TRY IT>
May I have the lines from the one containing "Would you mind pointing out the snow patch" to the end of the entries, returned exactly and with nothing else?

DATASET EXTRACT>
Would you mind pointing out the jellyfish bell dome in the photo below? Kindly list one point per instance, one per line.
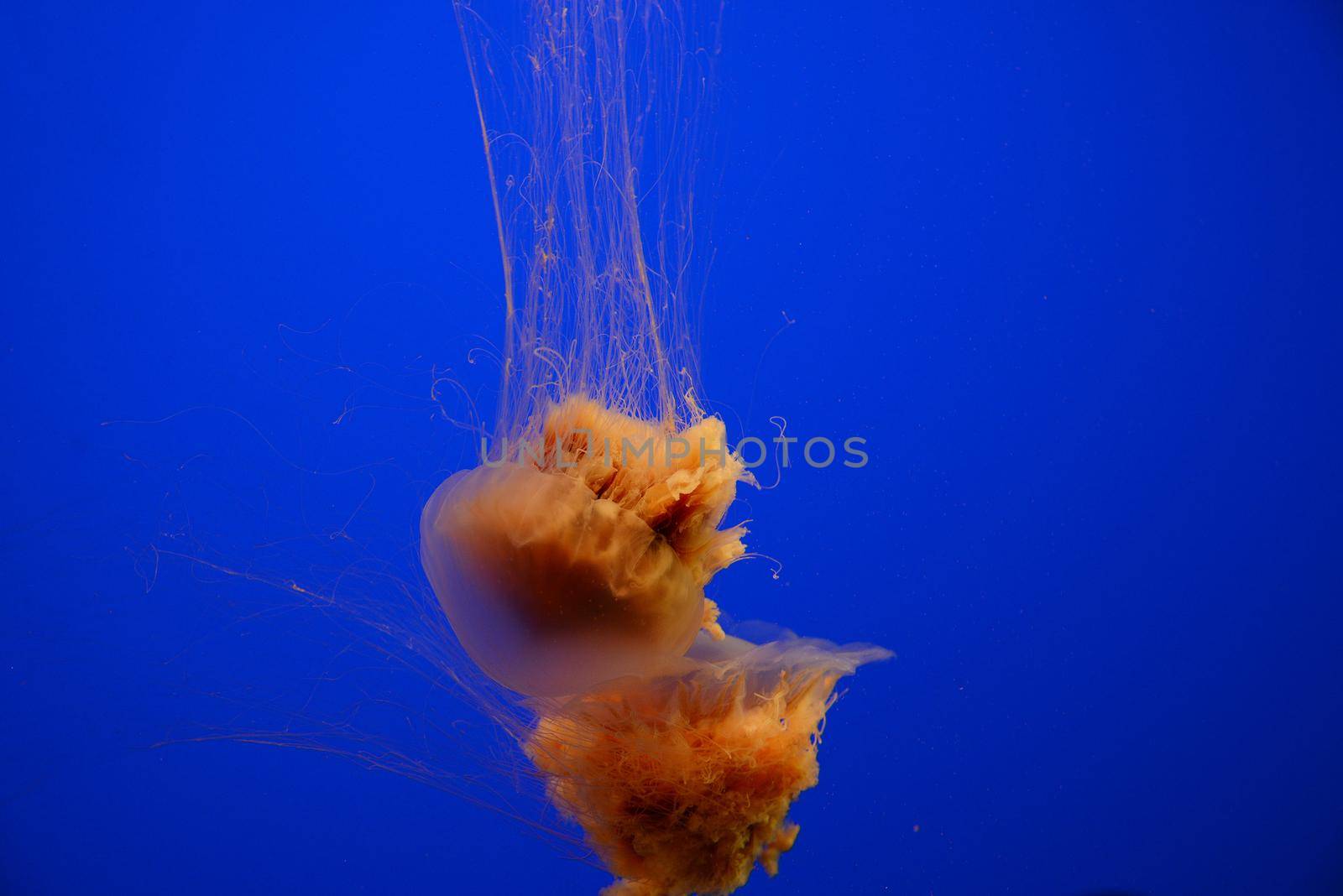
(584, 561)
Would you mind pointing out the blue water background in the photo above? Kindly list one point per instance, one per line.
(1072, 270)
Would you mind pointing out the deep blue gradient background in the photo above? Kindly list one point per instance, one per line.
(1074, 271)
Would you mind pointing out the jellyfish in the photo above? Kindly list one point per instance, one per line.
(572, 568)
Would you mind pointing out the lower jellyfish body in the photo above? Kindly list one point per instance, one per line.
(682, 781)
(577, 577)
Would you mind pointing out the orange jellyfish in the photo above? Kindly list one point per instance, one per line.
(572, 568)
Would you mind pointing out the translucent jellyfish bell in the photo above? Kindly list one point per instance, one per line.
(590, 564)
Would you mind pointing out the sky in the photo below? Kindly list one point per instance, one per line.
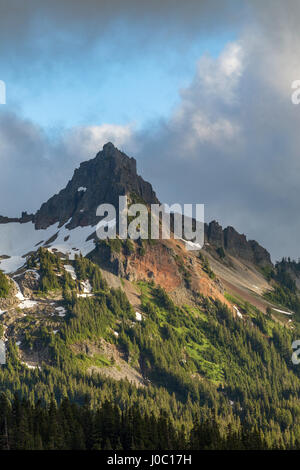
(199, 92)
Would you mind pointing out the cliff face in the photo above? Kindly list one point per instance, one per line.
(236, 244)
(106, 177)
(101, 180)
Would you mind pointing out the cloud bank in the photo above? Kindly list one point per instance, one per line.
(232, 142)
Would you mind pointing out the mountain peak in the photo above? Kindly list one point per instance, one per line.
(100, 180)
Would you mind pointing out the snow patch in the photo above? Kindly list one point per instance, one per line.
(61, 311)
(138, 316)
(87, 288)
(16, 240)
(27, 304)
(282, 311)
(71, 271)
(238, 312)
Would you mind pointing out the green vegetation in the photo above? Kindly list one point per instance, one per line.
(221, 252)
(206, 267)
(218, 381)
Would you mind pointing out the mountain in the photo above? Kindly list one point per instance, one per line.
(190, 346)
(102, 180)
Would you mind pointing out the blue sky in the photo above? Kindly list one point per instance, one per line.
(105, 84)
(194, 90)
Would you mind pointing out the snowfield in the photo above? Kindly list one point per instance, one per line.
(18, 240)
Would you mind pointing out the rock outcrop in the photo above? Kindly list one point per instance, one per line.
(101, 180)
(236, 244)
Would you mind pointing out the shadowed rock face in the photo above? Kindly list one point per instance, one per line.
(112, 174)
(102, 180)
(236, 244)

FINISHED TASK>
Would you mind pointing out the snow patch in the photo above? Kindly list one point per instance, one per line.
(61, 311)
(138, 316)
(87, 288)
(16, 240)
(27, 304)
(282, 311)
(71, 271)
(238, 312)
Would you mind pointing out the green vegetation in the photo above? Kindly list one point per instance, one per line.
(221, 252)
(206, 267)
(218, 381)
Would you mind pointing out the mountain in the photo above? Kindly list one point per instance, one per line.
(190, 346)
(102, 180)
Would you mind pointing out the blue sky in the photo above? Kindly list one point per instance, one per line.
(105, 84)
(194, 90)
Would you mind pointing out the snowfield in the photo above? Kindly list one point per instance, one per line.
(18, 240)
Would you mind pointing out the rock outcrop in the photo above? Kindly list one point per instance, one per line.
(101, 180)
(236, 244)
Would you mind pointing out the shadowed rock face in the photo above? Kindly list one point per instance, one per line.
(112, 174)
(102, 180)
(236, 244)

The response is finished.